■ WHAT IS NEEDED: Rewrite everything from the start of the entries below down to the line containing "[202,130,255,200]", both ends included, and nothing more. Multiply each bounding box coordinate by 1.3 and round it to a whole number, with halves going up, but leave all other text unchanged.

■ EXCERPTED DATA:
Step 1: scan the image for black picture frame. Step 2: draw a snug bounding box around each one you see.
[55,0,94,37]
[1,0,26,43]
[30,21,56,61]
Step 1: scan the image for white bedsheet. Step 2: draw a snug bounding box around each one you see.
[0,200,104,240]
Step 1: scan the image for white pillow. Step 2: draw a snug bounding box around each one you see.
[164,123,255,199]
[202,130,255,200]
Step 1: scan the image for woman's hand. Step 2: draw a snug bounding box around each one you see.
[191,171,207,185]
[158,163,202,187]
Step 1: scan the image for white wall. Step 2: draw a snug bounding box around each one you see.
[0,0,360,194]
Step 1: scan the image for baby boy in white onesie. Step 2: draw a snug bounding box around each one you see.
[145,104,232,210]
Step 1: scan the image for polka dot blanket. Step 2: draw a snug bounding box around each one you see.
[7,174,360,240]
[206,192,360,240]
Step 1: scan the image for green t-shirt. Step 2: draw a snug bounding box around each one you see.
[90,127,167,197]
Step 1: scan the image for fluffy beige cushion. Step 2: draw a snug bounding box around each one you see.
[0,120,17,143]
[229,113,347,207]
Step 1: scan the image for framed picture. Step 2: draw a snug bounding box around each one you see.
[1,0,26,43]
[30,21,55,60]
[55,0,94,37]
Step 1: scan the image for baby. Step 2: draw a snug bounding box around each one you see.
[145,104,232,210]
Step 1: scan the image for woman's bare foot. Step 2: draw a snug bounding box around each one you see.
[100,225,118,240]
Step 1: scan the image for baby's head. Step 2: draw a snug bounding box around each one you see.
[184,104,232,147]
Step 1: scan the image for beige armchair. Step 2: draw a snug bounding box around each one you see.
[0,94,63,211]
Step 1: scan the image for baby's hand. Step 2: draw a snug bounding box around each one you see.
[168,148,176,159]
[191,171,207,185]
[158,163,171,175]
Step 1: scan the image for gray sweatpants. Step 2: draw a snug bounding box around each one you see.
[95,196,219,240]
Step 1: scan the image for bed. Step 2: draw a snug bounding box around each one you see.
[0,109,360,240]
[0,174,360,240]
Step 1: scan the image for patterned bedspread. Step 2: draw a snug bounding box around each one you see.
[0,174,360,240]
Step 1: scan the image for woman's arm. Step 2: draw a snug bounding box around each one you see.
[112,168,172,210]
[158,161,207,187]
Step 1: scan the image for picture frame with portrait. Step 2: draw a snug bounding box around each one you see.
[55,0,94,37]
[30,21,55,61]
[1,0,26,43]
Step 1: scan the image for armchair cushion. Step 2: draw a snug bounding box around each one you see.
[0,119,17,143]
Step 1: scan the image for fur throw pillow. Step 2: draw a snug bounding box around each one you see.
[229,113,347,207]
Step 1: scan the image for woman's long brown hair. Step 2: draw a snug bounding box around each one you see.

■ RESULT FOR THIS EXERCISE:
Step 1: scan the image for black picture frame. Step 2: draw a snug bounding box around each one you see.
[72,0,122,48]
[1,0,34,56]
[39,27,73,79]
Step 1: scan the image for white bedsheet. Step 2: draw a snug bounding box around each one you see.
[0,260,135,312]
Step 1: scan the image for white pillow. Step 2: draw a snug bounding box around each one you see.
[213,160,332,259]
[263,169,332,260]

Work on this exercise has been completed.